## DO THIS
Reproduce the records word for word, from their first line through the line containing "[[1035, 807, 1170, 897], [873, 846, 1022, 897]]".

========================

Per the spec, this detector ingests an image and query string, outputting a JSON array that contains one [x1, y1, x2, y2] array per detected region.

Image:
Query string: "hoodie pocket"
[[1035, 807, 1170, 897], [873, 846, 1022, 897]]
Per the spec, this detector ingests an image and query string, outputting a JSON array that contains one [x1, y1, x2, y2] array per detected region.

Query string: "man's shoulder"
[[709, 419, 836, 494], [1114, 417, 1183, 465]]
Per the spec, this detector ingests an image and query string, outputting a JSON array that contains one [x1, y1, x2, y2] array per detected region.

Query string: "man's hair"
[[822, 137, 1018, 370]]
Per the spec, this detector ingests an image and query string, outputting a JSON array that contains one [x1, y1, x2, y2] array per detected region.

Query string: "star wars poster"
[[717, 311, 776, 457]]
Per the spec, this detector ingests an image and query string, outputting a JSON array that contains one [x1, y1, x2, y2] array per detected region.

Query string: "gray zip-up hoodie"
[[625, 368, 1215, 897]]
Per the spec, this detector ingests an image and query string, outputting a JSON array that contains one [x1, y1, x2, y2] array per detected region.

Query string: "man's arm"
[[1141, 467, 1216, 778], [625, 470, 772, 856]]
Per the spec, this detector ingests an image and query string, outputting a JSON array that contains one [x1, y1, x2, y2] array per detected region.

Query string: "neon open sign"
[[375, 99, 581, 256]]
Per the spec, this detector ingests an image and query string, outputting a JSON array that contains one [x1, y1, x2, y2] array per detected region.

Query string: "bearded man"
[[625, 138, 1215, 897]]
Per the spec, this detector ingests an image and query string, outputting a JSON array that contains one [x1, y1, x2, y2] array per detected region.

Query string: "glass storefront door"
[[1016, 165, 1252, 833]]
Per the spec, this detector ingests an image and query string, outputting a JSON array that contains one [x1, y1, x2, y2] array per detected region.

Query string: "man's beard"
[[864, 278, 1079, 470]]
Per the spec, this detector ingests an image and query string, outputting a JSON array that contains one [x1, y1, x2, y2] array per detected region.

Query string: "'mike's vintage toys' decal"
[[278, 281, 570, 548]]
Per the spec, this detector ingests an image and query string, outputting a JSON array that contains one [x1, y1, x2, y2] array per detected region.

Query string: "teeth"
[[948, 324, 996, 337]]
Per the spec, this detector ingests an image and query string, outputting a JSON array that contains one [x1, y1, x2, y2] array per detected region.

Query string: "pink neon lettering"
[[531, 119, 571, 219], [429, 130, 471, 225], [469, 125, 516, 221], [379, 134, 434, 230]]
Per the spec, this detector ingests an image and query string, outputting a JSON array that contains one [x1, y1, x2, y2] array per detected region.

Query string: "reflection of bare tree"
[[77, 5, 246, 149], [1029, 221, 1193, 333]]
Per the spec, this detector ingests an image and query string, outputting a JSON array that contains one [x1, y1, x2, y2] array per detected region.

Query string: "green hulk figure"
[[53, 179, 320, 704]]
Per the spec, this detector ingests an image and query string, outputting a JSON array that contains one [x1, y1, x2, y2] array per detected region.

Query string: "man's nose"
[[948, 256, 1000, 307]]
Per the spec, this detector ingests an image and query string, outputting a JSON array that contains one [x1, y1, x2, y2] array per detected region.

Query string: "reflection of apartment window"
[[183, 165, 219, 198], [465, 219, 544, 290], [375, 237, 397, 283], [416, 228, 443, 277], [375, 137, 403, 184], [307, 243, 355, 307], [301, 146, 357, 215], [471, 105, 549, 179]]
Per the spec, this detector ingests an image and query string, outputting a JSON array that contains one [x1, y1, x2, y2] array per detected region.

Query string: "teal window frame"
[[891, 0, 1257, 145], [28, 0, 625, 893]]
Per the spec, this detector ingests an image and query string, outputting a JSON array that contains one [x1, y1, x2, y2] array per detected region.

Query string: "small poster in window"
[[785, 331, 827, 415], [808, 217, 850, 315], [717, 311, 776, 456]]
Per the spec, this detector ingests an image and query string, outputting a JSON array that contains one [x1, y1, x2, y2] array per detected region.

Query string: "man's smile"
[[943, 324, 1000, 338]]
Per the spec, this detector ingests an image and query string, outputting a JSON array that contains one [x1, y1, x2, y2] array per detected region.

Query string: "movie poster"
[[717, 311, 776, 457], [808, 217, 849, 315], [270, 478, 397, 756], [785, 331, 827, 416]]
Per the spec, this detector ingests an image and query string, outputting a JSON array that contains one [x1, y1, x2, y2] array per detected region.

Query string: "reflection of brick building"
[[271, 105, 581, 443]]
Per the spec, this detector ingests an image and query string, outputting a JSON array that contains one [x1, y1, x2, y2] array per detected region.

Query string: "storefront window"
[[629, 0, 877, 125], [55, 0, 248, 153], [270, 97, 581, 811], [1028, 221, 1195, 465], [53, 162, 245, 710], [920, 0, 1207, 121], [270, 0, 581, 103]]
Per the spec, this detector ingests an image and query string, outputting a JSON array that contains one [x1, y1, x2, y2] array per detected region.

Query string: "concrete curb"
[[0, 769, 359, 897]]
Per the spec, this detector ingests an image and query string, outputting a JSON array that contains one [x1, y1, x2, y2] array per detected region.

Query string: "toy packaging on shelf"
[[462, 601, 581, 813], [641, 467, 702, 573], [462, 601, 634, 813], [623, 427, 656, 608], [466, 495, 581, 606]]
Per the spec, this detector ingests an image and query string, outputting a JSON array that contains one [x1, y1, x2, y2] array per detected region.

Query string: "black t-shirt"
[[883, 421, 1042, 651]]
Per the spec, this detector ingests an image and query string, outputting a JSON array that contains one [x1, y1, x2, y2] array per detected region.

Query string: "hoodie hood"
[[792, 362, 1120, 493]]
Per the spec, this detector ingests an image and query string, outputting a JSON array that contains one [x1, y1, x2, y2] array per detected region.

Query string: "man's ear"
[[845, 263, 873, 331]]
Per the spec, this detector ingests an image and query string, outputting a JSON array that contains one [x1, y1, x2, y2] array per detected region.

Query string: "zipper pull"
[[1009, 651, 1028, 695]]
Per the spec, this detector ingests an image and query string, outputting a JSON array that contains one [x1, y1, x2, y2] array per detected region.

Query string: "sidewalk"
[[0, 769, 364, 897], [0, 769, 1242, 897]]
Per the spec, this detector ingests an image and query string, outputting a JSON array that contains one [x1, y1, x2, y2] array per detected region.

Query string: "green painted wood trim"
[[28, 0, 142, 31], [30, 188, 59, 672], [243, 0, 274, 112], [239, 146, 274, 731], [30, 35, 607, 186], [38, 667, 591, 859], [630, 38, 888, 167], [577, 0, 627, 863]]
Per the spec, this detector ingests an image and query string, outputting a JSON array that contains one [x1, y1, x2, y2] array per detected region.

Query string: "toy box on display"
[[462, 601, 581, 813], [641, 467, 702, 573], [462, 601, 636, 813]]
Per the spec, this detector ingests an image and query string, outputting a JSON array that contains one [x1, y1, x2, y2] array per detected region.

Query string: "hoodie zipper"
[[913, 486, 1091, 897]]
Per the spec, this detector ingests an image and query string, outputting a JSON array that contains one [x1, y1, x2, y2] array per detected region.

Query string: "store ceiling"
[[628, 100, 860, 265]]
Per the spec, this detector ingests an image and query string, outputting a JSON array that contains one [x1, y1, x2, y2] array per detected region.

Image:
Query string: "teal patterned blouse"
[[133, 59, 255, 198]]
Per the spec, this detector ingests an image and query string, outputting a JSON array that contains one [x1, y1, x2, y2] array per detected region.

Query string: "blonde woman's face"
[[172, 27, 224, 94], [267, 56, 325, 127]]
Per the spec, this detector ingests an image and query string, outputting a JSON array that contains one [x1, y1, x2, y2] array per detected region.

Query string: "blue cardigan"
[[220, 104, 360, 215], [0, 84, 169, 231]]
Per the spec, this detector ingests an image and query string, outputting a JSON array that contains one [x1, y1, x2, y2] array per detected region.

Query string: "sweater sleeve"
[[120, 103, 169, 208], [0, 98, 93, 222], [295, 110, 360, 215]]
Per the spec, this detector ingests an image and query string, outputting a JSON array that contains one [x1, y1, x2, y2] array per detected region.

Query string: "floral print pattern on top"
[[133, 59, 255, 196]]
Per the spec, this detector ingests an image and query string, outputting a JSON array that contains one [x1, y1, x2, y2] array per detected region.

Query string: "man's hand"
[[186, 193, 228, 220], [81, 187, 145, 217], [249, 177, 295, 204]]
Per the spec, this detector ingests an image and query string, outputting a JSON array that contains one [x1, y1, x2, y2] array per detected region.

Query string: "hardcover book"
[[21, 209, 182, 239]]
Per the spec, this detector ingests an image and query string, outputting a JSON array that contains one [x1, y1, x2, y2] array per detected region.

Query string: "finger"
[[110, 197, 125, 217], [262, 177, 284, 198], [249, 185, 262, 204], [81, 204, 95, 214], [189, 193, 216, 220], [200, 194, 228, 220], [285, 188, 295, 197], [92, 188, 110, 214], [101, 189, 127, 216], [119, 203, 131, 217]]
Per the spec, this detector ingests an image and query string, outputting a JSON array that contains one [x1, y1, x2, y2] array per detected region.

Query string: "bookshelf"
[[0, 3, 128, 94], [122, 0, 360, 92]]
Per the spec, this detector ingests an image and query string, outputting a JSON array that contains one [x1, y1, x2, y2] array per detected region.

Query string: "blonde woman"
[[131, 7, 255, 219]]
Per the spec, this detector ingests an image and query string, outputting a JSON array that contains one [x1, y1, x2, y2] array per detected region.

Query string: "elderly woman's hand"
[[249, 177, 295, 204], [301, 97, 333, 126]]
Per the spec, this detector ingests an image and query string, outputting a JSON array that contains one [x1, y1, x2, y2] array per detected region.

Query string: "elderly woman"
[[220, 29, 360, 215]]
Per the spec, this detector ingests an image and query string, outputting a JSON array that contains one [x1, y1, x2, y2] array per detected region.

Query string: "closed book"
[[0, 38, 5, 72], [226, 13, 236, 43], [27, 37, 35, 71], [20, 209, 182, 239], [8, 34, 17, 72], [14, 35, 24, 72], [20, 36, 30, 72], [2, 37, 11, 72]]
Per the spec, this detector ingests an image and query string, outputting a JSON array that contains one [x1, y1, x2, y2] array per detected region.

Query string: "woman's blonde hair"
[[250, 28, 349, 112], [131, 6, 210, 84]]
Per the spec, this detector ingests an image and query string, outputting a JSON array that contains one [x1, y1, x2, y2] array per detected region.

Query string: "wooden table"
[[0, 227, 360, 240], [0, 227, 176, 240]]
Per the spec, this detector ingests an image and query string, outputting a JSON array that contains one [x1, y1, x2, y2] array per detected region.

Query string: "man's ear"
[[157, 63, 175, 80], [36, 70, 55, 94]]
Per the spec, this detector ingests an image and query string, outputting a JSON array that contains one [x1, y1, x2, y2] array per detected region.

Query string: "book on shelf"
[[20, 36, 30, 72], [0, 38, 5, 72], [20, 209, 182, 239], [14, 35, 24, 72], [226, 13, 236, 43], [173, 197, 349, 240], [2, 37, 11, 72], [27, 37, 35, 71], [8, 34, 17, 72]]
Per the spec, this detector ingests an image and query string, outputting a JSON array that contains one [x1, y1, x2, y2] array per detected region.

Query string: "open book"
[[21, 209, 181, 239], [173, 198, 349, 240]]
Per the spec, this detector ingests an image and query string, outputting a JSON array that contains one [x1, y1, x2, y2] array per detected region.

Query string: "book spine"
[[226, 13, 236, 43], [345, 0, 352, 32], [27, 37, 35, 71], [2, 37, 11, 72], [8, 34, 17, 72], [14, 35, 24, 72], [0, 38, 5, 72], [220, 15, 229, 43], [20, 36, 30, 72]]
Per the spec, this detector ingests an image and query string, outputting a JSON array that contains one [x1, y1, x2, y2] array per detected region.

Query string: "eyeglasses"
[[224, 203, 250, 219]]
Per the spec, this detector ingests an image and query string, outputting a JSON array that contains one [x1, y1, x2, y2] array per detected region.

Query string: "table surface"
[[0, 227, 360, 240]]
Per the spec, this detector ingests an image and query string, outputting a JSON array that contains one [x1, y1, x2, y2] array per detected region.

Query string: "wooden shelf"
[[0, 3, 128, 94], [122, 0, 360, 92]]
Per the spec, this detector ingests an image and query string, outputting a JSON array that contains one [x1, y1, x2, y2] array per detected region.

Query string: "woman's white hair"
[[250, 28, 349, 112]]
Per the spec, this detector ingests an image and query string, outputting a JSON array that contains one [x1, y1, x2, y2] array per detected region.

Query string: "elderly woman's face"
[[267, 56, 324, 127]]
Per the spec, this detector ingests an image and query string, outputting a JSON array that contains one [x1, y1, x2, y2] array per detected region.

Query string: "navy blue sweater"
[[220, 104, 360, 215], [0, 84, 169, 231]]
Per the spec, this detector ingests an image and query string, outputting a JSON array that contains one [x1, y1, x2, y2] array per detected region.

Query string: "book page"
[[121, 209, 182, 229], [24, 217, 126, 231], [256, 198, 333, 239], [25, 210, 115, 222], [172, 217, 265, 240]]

========================

## WORKED SOLUTION
Per the spec, this detector ingests an image and query string, outputting a JSON array that contains one [x1, y1, x2, y2] array per detected region.

Image:
Query string: "hoodie pocket"
[[1035, 807, 1170, 897], [873, 846, 1022, 897]]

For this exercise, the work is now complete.